By Wei Shen, MD, OAM Foot and Ankle Surgeon

Foot pain can come in all shapes and sizes. In medicine, the foot is regarded in three parts – forefoot (toes), midfoot and hindfoot (heel bone and below the ankle). Each of these three regions has unique features with their own spectrum of conditions.

Common complaints in the forefoot include bunions, hammertoes and arthritis of the big toe. In the midfoot, patients can experience trauma issues like fractures or ligamentous injuries, or chronic conditions such as arthritis. In the hindfoot, fractures, plantar fasciitis, different types of tendonitis and bone spurs on the heel can occur.

Some of these conditions can be prevented with simple foot care you can do at home.

If you have diabetes or an autoimmune condition such as rheumatoid arthritis or psoriasis:
– It is vitally important to visually check your feet every day as your sensations may be off due to peripheral neuropathy, and you may end up unknowingly walking on a callous or ulcer for weeks
– Take advantage of the many custom shoes and orthotics available for those with diabetes
– Physical therapy can also be useful to stretch ligaments and tendons

If you are generally healthy, it is still important to maintain foot hygiene:
– Take care of your skin to protect against fungus
– Wear appropriate footwear at all times, for example:
Wear hiking boots that go above the ankle to help prevent against twisting your ankle when you’re on rocky terrain
Wear tennis shoes while on the court as they have a wider platform at the bottom to prevent ankle sprains that can be common in tennis
– Always look beyond fashion to make sure shoes have good ergonomic design – the inside sole should not be completely flat but instead have arch support and a cushioned heel

Most foot conditions are chronic in nature meaning they develop over time. With the exception of fractures, almost all foot and ankle conditions can initially be treated with non-operative treatment.

The non-operative treatment options are quite expansive. There are many products available such as bunion guards for bunions, depressors for hammertoes, toe braces, etc. If you are experiencing midfoot arthritis, you may find relief from ice, physical therapy, anti-inflammatory medicine, cortisone injections or simply changing shoe wear. For heel pain issues, successful conservative treatment options can include physical therapy, stretching exercises, massages, medications, ice and cortisone injections.

Additionally, we are currently expanding the use of platelet-rich plasma (PRP) injections in these areas. PRP injections have shown success in treating arthritis, plantar fascia, bone spurs and Achilles tendonitis.

In my practice, I almost always start with non-operative treatment plans for my patients. While there are surgical treatments for every foot and ankle condition that can correct the problem to relieve pain, surgery is only discussed if and when patients ask for surgical treatment, when the pain and dysfunction is so great that they want to make a change to their quality of life. Regardless of what I see on x-ray and MRI, I work with each patient to decide the best treatment plan tailored to their pain, lifestyle and goals. Physicians treat people, not x-rays or MRIs.

-- Brief 1 --
Retype the stretch from "Foot pain can" through "do at home." of the foot pain article.
-- Brief 2 --
According to the foot pain article, what are the conservative treatment options for heel pain?
-- Brief 3 --
In the foot pain article, what should the inside sole of a shoe have instead of being completely flat?

-- Information shown --
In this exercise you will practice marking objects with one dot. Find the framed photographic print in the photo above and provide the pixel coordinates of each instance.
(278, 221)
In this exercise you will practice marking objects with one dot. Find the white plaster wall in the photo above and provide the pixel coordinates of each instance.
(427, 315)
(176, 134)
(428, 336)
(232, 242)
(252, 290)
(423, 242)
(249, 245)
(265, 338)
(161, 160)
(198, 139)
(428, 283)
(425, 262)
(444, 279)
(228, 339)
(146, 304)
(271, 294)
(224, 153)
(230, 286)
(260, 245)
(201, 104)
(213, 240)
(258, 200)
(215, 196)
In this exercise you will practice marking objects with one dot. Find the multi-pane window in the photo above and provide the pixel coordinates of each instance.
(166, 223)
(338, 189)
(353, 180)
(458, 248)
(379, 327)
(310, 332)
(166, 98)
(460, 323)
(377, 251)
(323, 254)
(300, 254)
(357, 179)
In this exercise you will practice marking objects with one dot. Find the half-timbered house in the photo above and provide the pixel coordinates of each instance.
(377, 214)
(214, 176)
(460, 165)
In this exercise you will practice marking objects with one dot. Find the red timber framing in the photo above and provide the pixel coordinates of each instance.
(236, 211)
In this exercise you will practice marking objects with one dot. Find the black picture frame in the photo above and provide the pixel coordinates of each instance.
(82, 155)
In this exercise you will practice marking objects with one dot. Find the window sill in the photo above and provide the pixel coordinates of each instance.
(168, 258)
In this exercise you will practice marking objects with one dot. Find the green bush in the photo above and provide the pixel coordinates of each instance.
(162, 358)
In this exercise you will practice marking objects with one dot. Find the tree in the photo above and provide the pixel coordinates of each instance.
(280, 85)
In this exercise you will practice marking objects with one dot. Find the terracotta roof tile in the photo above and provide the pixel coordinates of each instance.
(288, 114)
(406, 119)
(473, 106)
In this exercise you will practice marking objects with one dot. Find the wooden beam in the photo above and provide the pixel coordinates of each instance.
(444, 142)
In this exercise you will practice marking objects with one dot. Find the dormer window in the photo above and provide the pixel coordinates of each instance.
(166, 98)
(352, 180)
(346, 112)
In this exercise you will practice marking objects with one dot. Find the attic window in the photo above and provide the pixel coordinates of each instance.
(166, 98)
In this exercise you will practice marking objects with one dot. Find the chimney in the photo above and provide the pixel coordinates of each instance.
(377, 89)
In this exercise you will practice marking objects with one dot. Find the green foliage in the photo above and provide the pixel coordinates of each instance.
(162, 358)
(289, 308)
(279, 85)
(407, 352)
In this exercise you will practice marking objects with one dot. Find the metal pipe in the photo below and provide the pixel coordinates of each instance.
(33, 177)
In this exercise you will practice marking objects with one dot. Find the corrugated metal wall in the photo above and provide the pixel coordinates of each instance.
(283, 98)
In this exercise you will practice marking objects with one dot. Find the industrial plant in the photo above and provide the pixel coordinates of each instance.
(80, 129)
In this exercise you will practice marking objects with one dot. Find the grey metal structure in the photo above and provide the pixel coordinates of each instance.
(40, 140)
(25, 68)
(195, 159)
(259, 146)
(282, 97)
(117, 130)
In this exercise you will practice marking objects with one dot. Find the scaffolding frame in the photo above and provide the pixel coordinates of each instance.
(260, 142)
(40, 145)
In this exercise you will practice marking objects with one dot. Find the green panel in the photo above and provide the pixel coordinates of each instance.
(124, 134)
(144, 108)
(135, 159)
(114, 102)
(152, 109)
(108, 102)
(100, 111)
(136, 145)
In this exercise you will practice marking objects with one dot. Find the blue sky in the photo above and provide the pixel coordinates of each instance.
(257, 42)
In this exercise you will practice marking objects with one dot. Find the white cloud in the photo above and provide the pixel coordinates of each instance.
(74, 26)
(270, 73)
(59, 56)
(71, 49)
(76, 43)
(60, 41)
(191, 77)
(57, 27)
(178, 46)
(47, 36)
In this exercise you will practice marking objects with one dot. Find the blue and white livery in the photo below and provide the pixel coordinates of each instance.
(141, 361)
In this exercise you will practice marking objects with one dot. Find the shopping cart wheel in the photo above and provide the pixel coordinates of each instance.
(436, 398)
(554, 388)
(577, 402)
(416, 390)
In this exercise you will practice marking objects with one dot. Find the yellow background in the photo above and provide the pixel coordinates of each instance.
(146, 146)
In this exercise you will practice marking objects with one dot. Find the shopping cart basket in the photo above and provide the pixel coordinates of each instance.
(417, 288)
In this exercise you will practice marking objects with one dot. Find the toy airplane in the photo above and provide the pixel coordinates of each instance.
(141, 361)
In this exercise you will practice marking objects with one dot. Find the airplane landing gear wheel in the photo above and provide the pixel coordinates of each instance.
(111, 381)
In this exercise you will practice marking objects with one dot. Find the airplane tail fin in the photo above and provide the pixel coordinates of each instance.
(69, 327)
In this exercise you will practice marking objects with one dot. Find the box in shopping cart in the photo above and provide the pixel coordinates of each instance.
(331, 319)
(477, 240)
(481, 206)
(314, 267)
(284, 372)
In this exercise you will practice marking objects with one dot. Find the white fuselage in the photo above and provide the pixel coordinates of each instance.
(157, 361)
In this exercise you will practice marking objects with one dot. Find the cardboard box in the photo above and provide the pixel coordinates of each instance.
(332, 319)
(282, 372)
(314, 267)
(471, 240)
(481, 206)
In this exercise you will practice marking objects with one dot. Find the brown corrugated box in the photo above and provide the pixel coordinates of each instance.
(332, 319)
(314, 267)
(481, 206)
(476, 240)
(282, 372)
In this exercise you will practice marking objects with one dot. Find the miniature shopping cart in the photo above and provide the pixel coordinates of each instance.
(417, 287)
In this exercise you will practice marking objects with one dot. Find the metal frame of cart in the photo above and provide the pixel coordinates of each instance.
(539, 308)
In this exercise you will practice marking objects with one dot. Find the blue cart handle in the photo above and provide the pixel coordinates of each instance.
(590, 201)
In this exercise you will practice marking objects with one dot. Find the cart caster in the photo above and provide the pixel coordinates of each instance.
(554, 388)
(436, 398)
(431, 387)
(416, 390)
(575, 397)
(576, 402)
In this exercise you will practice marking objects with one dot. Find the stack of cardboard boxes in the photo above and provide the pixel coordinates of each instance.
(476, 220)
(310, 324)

-- Exercise response 1 --
Foot pain can come in all shapes and sizes. In medicine, the foot is regarded in three parts – forefoot (toes), midfoot and hindfoot (heel bone and below the ankle). Each of these three regions has unique features with their own spectrum of conditions.

Common complaints in the forefoot include bunions, hammertoes and arthritis of the big toe. In the midfoot, patients can experience trauma issues like fractures or ligamentous injuries, or chronic conditions such as arthritis. In the hindfoot, fractures, plantar fasciitis, different types of tendonitis and bone spurs on the heel can occur.

Some of these conditions can be prevented with simple foot care you can do at home.

-- Exercise response 2 --
Physical therapy, stretching exercises, massages, medications, ice, and cortisone injections.

-- Exercise response 3 --
It should have arch support and a cushioned heel.